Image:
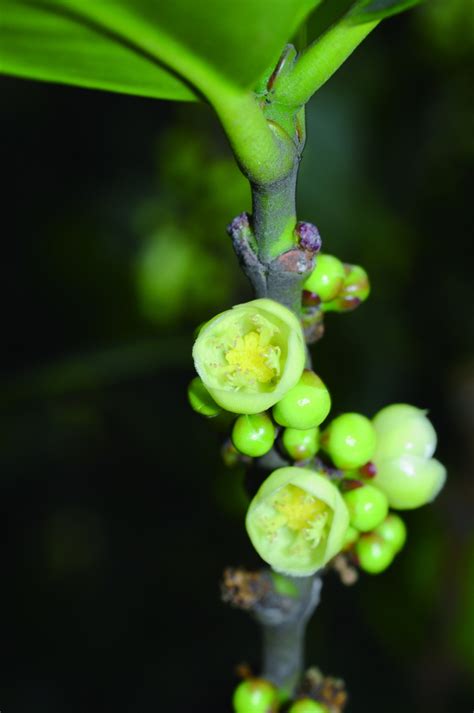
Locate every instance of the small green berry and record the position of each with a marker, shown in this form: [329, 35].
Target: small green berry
[201, 400]
[301, 445]
[307, 705]
[250, 356]
[255, 695]
[350, 441]
[356, 289]
[374, 554]
[351, 537]
[399, 431]
[253, 435]
[393, 530]
[410, 482]
[327, 278]
[297, 521]
[304, 406]
[367, 506]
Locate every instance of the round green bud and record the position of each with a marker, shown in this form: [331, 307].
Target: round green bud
[297, 521]
[306, 405]
[201, 400]
[351, 537]
[255, 695]
[350, 441]
[299, 444]
[403, 429]
[374, 554]
[367, 506]
[354, 291]
[250, 356]
[409, 481]
[393, 530]
[308, 705]
[327, 278]
[253, 435]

_WRITTEN EXERCISE_
Please rewrite the data starting at the line containing "Locate every instance of the round" and ending at the end of the data, changing "round green bud" to "green seed pod" and leaving everything else as it is.

_EXERCISE ANSWER_
Locate every instance of the green seed pod and record the position of each with a marker, shown in this form: [331, 307].
Target: green seed pod
[297, 521]
[306, 405]
[201, 400]
[351, 537]
[255, 695]
[350, 441]
[299, 444]
[403, 429]
[374, 554]
[367, 506]
[354, 291]
[250, 356]
[409, 481]
[393, 530]
[308, 705]
[327, 278]
[253, 435]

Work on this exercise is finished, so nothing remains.